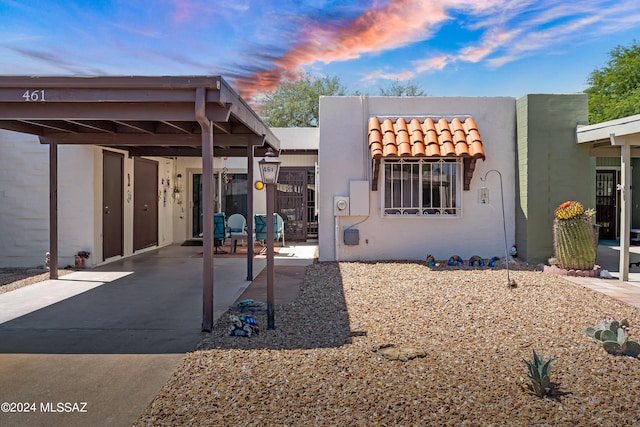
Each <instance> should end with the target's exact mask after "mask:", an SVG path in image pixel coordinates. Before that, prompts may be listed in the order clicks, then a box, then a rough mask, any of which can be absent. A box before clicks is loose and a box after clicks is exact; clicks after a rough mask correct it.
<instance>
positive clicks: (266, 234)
mask: <svg viewBox="0 0 640 427" xmlns="http://www.w3.org/2000/svg"><path fill="white" fill-rule="evenodd" d="M254 218H255V224H256V240H258V241H261V242H263V243H264V242H266V241H267V216H266V215H263V214H257V215H255V217H254ZM273 240H274V241H275V242H277V241H278V240H282V246H284V220H283V219H282V217H281V216H280V215H279V214H278V213H277V212H276V213H274V214H273Z"/></svg>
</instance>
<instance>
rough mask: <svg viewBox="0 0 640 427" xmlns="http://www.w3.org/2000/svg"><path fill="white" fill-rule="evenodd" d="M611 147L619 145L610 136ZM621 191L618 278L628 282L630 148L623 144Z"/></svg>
mask: <svg viewBox="0 0 640 427" xmlns="http://www.w3.org/2000/svg"><path fill="white" fill-rule="evenodd" d="M611 142H612V144H613V145H616V142H617V143H620V141H619V140H616V137H615V135H611ZM620 166H621V168H620V169H621V173H622V177H621V180H620V181H621V182H620V184H621V187H622V188H621V191H620V277H619V279H620V280H621V281H627V280H629V237H630V231H631V226H630V222H631V146H630V145H629V144H628V143H626V142H623V143H622V145H621V146H620Z"/></svg>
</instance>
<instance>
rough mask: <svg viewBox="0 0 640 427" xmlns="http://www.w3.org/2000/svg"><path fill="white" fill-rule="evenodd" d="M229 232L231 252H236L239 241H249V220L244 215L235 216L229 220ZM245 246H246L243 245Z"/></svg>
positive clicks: (235, 215)
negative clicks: (246, 240) (230, 239)
mask: <svg viewBox="0 0 640 427" xmlns="http://www.w3.org/2000/svg"><path fill="white" fill-rule="evenodd" d="M227 231H228V233H229V236H230V237H231V244H230V248H231V252H232V253H233V252H235V251H236V246H237V245H238V240H241V241H243V242H244V241H245V240H247V237H248V236H247V220H246V218H245V217H244V215H242V214H233V215H231V216H230V217H229V219H228V220H227ZM243 246H244V244H243Z"/></svg>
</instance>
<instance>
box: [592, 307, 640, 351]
mask: <svg viewBox="0 0 640 427" xmlns="http://www.w3.org/2000/svg"><path fill="white" fill-rule="evenodd" d="M586 332H587V335H588V336H590V337H591V338H593V339H595V340H596V341H600V342H601V343H602V347H603V348H604V349H605V350H606V351H607V353H609V354H615V355H619V354H624V355H625V356H631V357H638V356H639V355H640V344H638V343H637V342H636V341H631V340H630V339H629V337H630V336H631V329H630V328H629V322H628V321H627V320H626V319H624V320H623V321H622V322H618V321H617V320H615V319H613V318H612V317H609V316H606V317H605V318H604V319H603V321H602V322H601V323H600V324H599V325H597V326H596V327H595V328H594V327H592V326H589V327H588V328H587V331H586Z"/></svg>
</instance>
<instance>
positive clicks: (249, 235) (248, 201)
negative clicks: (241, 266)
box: [247, 144, 253, 281]
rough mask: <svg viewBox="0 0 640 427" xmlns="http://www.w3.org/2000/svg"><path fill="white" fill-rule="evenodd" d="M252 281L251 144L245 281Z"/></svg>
mask: <svg viewBox="0 0 640 427" xmlns="http://www.w3.org/2000/svg"><path fill="white" fill-rule="evenodd" d="M252 280H253V144H248V145H247V281H252Z"/></svg>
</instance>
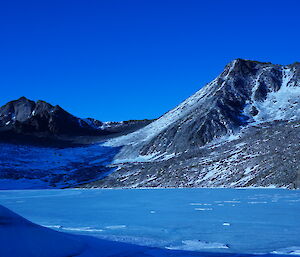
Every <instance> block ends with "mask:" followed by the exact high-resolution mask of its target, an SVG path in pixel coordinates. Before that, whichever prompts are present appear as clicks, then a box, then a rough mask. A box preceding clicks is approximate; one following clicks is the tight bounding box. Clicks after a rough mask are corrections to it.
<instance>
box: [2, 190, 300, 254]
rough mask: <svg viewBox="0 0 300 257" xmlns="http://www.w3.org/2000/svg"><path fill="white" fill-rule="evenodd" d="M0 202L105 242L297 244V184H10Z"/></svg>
mask: <svg viewBox="0 0 300 257" xmlns="http://www.w3.org/2000/svg"><path fill="white" fill-rule="evenodd" d="M0 204H2V205H4V206H6V207H8V208H10V209H11V210H13V211H15V212H17V213H18V214H20V215H22V216H24V217H25V218H27V219H29V220H31V221H33V222H35V223H37V224H40V225H43V226H48V227H50V228H52V229H56V230H59V231H63V232H69V233H74V234H80V235H89V236H94V237H97V238H100V239H106V240H109V241H110V242H111V241H117V242H123V243H130V244H135V245H140V246H144V247H146V246H147V247H149V246H150V247H156V248H158V249H175V250H183V251H194V252H207V253H209V252H210V253H212V254H213V256H221V255H223V254H224V255H225V256H226V254H270V253H272V252H274V251H276V252H277V253H285V254H287V253H290V252H291V253H293V252H294V253H295V252H296V253H297V251H299V250H300V191H298V190H293V191H292V190H284V189H225V188H223V189H221V188H219V189H207V188H202V189H200V188H198V189H86V190H83V189H68V190H19V191H18V190H14V191H10V190H9V191H0ZM291 249H292V250H291ZM174 256H175V255H174ZM176 256H177V255H176ZM180 256H181V255H180ZM182 256H185V255H182Z"/></svg>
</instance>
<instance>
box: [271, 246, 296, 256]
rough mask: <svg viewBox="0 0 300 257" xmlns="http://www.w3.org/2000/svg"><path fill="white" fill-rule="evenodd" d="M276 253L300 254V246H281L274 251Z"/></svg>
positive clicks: (274, 252)
mask: <svg viewBox="0 0 300 257" xmlns="http://www.w3.org/2000/svg"><path fill="white" fill-rule="evenodd" d="M272 253H274V254H291V255H300V246H292V247H287V248H281V249H278V250H275V251H273V252H272Z"/></svg>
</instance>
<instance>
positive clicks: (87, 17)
mask: <svg viewBox="0 0 300 257" xmlns="http://www.w3.org/2000/svg"><path fill="white" fill-rule="evenodd" d="M299 13H300V1H298V0H294V1H292V0H284V1H276V0H272V1H269V0H259V1H258V0H251V1H247V0H239V1H232V0H206V1H201V0H195V1H191V0H181V1H177V0H170V1H167V0H158V1H157V0H136V1H131V0H119V1H117V0H105V1H104V0H97V1H93V0H82V1H76V0H71V1H65V0H59V1H56V0H51V1H48V0H38V1H31V0H26V1H25V0H23V1H14V0H9V1H1V4H0V35H1V38H0V39H1V40H0V89H1V98H0V105H3V104H4V103H6V102H7V101H10V100H12V99H16V98H18V97H20V96H23V95H24V96H26V97H28V98H31V99H33V100H38V99H42V100H46V101H48V102H50V103H52V104H59V105H61V106H62V107H63V108H65V109H66V110H68V111H70V112H71V113H73V114H75V115H77V116H80V117H94V118H97V119H100V120H104V121H105V120H116V121H117V120H127V119H143V118H155V117H158V116H160V115H162V114H163V113H165V112H166V111H168V110H169V109H171V108H173V107H175V106H176V105H177V104H178V103H180V102H181V101H183V100H184V99H185V98H187V97H188V96H190V95H192V94H193V93H194V92H196V91H197V90H198V89H200V88H201V87H202V86H203V85H204V84H205V83H207V82H209V81H211V80H212V79H213V78H214V77H215V76H217V75H218V74H219V73H220V72H221V71H222V69H223V67H224V66H225V65H226V64H227V63H228V62H229V61H231V60H233V59H235V58H245V59H255V60H260V61H270V62H273V63H279V64H289V63H293V62H295V61H300V33H299V32H300V18H299Z"/></svg>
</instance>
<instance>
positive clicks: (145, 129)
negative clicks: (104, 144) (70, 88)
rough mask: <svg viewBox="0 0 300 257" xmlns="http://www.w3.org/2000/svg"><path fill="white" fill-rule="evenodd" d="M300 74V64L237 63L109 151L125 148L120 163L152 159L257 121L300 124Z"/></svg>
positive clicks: (113, 141) (200, 141)
mask: <svg viewBox="0 0 300 257" xmlns="http://www.w3.org/2000/svg"><path fill="white" fill-rule="evenodd" d="M299 74H300V64H298V63H295V64H292V65H287V66H280V65H273V64H270V63H260V62H254V61H247V60H242V59H237V60H234V61H233V62H231V63H229V64H228V65H227V66H226V67H225V70H224V71H223V72H222V73H221V74H220V75H219V76H218V77H217V78H216V79H214V80H213V81H212V82H210V83H209V84H207V85H206V86H205V87H203V88H202V89H200V90H199V91H198V92H197V93H195V94H194V95H193V96H191V97H190V98H188V99H187V100H185V101H184V102H183V103H181V104H180V105H178V106H177V107H176V108H174V109H173V110H171V111H169V112H168V113H166V114H165V115H163V116H162V117H161V118H159V119H158V120H156V121H154V122H153V123H151V124H150V125H148V126H146V127H144V128H143V129H140V130H138V131H136V132H134V133H131V134H129V135H126V136H123V137H119V138H115V139H112V140H110V141H108V142H107V143H106V145H109V146H124V145H125V147H124V148H123V150H122V151H121V153H120V155H119V158H120V159H122V158H125V159H128V158H130V157H131V158H134V157H137V156H139V155H145V156H149V157H152V156H159V155H161V154H166V153H169V154H170V153H180V152H183V151H185V150H189V149H191V148H192V147H201V146H203V145H205V144H207V143H209V142H211V141H212V140H213V139H215V138H219V137H221V136H224V135H225V134H228V133H229V134H232V133H234V132H235V131H237V130H238V129H239V128H240V127H242V126H245V125H247V124H248V123H249V122H251V121H256V122H258V123H259V122H265V121H273V120H277V119H283V120H289V119H293V120H297V119H299V117H300V112H299V108H298V107H299V97H300V77H299Z"/></svg>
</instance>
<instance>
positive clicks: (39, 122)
mask: <svg viewBox="0 0 300 257" xmlns="http://www.w3.org/2000/svg"><path fill="white" fill-rule="evenodd" d="M150 122H151V121H148V120H144V121H128V122H114V123H108V122H106V123H103V122H101V121H98V120H95V119H92V118H87V119H81V118H78V117H75V116H73V115H72V114H70V113H68V112H67V111H65V110H64V109H62V108H61V107H60V106H58V105H56V106H53V105H51V104H49V103H47V102H44V101H37V102H34V101H31V100H29V99H27V98H25V97H21V98H19V99H18V100H15V101H11V102H9V103H7V104H6V105H4V106H2V107H1V108H0V138H1V139H5V138H6V139H9V138H16V137H17V139H15V140H16V141H17V142H18V141H22V140H26V139H29V141H30V140H33V139H34V138H39V139H41V138H44V139H45V138H46V139H50V138H51V139H60V140H62V139H63V138H62V137H68V139H70V138H71V139H72V137H79V136H81V137H82V136H85V137H96V136H98V137H105V136H106V137H107V136H112V137H113V136H118V135H120V134H121V135H122V134H126V133H129V132H132V131H134V130H136V129H139V128H140V127H143V126H145V125H148V124H149V123H150ZM59 137H60V138H59Z"/></svg>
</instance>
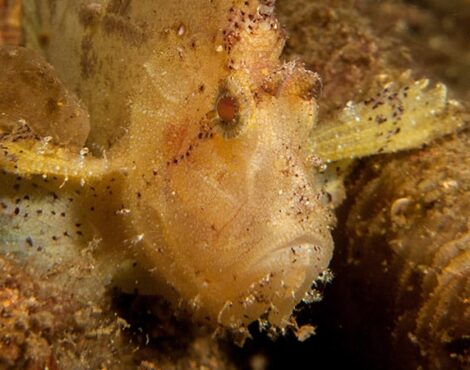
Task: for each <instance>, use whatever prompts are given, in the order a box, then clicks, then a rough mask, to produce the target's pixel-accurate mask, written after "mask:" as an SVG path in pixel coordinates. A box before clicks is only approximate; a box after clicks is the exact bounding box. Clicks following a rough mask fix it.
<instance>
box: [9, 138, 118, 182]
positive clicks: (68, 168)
mask: <svg viewBox="0 0 470 370" xmlns="http://www.w3.org/2000/svg"><path fill="white" fill-rule="evenodd" d="M0 168H1V169H3V170H4V171H6V172H9V173H14V174H17V175H20V176H22V177H28V176H32V175H41V176H43V177H48V176H56V177H58V178H63V179H64V180H74V179H75V180H80V181H88V180H92V179H99V178H102V177H104V176H105V175H107V174H108V173H109V172H110V169H109V165H108V161H107V160H106V159H98V158H93V157H91V156H90V157H88V150H87V149H86V148H83V149H82V150H80V152H79V153H77V152H76V151H74V150H72V149H69V148H66V147H61V146H57V145H54V144H53V143H51V142H49V140H48V138H43V139H36V138H26V139H23V140H17V141H16V140H1V139H0Z"/></svg>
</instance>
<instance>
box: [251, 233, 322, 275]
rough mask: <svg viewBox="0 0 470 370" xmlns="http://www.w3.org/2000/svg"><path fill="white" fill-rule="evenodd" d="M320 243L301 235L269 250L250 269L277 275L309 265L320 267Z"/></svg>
mask: <svg viewBox="0 0 470 370" xmlns="http://www.w3.org/2000/svg"><path fill="white" fill-rule="evenodd" d="M322 249H323V248H322V243H320V242H319V241H318V240H317V239H316V238H315V237H314V236H312V235H301V236H299V237H295V238H293V239H291V240H289V241H288V242H285V243H281V244H279V245H278V246H277V247H275V248H273V249H271V250H270V251H269V252H268V253H266V254H265V255H264V256H263V257H261V258H259V259H258V260H257V262H256V263H253V264H252V265H251V266H250V267H251V270H252V271H253V272H254V271H256V270H257V271H259V272H261V271H264V272H265V273H266V274H270V275H277V274H279V273H281V274H285V273H287V272H288V271H289V270H299V269H305V268H306V267H307V266H310V265H311V264H315V265H317V264H319V265H322V268H326V266H325V264H327V263H328V261H329V259H328V261H326V262H324V263H322V260H323V259H324V258H321V252H322Z"/></svg>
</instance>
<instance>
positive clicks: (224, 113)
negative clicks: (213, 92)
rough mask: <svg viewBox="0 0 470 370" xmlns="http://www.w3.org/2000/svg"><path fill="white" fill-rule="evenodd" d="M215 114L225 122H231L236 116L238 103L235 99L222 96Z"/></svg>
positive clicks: (221, 119)
mask: <svg viewBox="0 0 470 370" xmlns="http://www.w3.org/2000/svg"><path fill="white" fill-rule="evenodd" d="M217 114H218V115H219V117H220V119H221V120H222V121H225V122H232V121H234V120H235V119H236V118H237V115H238V103H237V101H236V100H235V98H233V97H231V96H229V95H224V96H222V97H221V98H220V99H219V101H218V102H217Z"/></svg>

══════════

Required work —
Swap "rough mask" for "coarse mask" in the lines from the first line up to and including the line with "positive clicks: (235, 215)", and give those lines again with nothing else changed. Leave the pictures out of the answer.

Answer space —
Each <instance> should end with the target's exact mask after "mask:", an SVG path in image pixel coordinates. Before that, prompts may be listed in the order clicks, then a box, then a coarse mask, any of which can be absent. A box before clicks is loose and a box after clicks is exact; clicks after a coarse mask correct it.
<instance>
positive clicks: (266, 234)
mask: <svg viewBox="0 0 640 427" xmlns="http://www.w3.org/2000/svg"><path fill="white" fill-rule="evenodd" d="M254 218H255V224H256V240H258V241H261V242H263V243H264V242H266V241H267V216H266V215H263V214H257V215H255V217H254ZM273 240H274V241H275V242H277V241H278V240H282V246H284V220H283V219H282V217H281V216H280V215H279V214H278V213H277V212H276V213H274V214H273Z"/></svg>
</instance>
<instance>
coarse mask: <svg viewBox="0 0 640 427" xmlns="http://www.w3.org/2000/svg"><path fill="white" fill-rule="evenodd" d="M611 147L619 145L610 136ZM621 191L618 278L628 282L630 148L623 144Z"/></svg>
mask: <svg viewBox="0 0 640 427" xmlns="http://www.w3.org/2000/svg"><path fill="white" fill-rule="evenodd" d="M611 142H612V144H613V145H616V142H617V143H620V141H619V140H616V137H615V135H611ZM620 166H621V168H620V169H621V173H622V177H621V180H620V181H621V182H620V184H621V187H622V188H621V191H620V277H619V279H620V280H621V281H627V280H629V237H630V231H631V226H630V222H631V146H630V145H629V144H628V143H626V142H623V143H622V145H621V146H620Z"/></svg>
</instance>
<instance>
coarse mask: <svg viewBox="0 0 640 427" xmlns="http://www.w3.org/2000/svg"><path fill="white" fill-rule="evenodd" d="M229 232L231 252H236L239 241H249V220L244 215L235 216L229 220ZM245 246H246L243 245Z"/></svg>
positive clicks: (235, 215)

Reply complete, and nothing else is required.